• LISTED ENTRIES:
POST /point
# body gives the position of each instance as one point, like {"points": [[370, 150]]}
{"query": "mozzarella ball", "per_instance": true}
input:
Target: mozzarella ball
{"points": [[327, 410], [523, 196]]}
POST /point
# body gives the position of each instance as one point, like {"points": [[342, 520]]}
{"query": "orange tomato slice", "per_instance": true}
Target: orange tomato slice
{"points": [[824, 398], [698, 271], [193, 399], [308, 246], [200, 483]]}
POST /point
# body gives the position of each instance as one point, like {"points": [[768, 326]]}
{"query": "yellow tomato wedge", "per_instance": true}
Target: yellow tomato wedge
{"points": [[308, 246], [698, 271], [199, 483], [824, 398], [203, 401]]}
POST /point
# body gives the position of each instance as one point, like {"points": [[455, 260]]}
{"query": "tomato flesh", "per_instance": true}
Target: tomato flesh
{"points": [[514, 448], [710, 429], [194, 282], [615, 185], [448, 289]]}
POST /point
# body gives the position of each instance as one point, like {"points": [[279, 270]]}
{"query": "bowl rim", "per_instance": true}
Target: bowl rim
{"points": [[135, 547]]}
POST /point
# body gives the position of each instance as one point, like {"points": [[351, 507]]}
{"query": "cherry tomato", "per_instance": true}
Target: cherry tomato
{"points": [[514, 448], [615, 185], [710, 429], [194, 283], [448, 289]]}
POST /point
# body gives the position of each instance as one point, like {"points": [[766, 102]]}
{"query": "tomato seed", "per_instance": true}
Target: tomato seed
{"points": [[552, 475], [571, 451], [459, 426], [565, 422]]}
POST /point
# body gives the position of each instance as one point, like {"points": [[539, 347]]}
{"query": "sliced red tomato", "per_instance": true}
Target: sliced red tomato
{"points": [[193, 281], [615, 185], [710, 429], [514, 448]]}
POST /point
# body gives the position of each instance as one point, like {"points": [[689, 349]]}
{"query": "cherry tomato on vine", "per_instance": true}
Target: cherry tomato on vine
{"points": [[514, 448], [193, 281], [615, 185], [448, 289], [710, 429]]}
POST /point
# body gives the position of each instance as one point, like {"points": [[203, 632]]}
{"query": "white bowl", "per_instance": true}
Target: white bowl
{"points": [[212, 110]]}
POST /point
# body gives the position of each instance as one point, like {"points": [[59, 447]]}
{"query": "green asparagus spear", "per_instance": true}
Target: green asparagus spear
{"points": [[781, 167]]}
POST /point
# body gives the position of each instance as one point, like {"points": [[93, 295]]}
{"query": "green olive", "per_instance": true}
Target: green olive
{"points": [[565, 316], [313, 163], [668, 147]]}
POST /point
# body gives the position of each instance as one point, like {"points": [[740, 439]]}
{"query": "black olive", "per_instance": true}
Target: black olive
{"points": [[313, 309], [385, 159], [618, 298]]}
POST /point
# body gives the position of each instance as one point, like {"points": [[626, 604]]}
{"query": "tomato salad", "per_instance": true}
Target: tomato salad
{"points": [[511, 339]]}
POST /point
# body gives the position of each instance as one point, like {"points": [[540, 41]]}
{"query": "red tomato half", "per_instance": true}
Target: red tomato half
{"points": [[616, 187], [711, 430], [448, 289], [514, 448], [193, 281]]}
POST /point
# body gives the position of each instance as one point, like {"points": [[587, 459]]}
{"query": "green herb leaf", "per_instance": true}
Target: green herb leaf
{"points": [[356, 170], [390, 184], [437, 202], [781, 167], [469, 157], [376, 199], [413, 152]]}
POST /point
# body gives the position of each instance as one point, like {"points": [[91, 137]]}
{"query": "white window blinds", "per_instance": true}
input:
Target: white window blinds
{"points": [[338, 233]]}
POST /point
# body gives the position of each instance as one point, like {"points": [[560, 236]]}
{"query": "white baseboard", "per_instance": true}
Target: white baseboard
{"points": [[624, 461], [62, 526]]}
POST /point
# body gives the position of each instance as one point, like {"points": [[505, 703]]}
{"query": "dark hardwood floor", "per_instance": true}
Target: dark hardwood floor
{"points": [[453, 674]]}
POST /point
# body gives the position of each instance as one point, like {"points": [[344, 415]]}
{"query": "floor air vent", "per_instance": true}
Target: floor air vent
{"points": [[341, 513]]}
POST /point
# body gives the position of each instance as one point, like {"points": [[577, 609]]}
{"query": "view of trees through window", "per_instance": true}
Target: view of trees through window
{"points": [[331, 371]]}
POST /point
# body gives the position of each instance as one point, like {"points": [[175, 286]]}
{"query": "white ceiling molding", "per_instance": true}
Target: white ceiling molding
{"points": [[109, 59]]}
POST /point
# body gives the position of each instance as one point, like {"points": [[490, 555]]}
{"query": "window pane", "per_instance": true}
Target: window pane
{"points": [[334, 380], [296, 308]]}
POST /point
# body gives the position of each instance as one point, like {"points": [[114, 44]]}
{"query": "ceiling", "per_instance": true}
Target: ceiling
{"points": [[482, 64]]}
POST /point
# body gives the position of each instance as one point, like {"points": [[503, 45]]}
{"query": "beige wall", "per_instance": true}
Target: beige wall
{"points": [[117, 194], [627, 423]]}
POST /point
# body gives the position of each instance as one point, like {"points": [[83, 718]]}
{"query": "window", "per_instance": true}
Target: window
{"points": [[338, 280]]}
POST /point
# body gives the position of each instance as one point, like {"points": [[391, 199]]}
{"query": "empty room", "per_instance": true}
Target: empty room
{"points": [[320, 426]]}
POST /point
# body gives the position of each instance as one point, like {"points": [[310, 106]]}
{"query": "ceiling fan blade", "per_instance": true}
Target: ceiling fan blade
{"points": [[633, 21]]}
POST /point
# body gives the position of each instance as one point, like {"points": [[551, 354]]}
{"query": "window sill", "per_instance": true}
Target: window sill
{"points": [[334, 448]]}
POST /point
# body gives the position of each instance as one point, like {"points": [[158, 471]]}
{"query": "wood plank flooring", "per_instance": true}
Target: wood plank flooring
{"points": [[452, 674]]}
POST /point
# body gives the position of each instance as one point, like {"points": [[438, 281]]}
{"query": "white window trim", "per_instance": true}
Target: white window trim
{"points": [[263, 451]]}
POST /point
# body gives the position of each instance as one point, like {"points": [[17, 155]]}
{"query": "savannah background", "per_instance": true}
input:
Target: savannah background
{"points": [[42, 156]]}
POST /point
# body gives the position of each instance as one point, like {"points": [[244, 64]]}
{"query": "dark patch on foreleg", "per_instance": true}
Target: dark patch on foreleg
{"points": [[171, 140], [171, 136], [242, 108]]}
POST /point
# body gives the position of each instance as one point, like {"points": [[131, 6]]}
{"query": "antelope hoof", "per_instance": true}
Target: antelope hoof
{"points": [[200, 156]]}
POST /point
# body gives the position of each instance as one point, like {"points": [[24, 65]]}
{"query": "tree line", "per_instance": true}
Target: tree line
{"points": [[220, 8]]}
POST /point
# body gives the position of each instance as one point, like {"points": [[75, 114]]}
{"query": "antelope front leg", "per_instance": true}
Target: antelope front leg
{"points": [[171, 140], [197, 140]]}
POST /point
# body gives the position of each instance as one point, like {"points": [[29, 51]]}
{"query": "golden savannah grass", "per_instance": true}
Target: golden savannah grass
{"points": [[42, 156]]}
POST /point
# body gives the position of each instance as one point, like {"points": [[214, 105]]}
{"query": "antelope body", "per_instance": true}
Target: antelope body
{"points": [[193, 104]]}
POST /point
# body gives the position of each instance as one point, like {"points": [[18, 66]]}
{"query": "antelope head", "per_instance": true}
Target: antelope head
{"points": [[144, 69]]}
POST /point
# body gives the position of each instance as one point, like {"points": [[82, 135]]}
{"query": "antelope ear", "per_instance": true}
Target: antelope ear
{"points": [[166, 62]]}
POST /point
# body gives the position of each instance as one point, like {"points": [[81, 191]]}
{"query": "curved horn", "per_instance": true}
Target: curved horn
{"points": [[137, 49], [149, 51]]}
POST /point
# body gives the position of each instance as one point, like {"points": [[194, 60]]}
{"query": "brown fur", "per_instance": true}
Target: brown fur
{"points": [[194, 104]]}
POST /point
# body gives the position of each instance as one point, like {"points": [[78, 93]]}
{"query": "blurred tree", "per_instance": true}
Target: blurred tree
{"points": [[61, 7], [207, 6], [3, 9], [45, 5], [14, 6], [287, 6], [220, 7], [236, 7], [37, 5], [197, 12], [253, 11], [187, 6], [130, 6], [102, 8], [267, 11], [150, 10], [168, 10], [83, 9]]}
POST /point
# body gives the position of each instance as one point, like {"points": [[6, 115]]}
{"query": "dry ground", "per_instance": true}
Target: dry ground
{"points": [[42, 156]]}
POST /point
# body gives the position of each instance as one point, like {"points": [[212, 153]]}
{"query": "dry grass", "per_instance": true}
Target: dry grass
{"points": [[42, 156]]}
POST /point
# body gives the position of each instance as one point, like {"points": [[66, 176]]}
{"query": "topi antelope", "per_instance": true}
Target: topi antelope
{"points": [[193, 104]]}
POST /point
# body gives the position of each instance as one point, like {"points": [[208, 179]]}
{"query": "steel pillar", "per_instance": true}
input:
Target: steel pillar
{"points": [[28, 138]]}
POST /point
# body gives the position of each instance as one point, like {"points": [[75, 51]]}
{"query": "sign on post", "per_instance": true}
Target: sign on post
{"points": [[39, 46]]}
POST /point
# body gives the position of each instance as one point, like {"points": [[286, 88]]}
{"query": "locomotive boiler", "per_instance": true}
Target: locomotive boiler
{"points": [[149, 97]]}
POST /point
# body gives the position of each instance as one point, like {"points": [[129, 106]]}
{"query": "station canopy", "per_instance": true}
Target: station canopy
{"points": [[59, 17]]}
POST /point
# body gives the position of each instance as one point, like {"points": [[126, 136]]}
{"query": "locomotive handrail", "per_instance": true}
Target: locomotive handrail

• GIVEN REQUEST: Copy out every line of the records above that contains the word "dark".

• RESPONSE TO THIS TASK:
{"query": "dark hardwood floor", "per_instance": true}
Target: dark hardwood floor
{"query": "dark patch on foreleg", "per_instance": true}
Target: dark patch on foreleg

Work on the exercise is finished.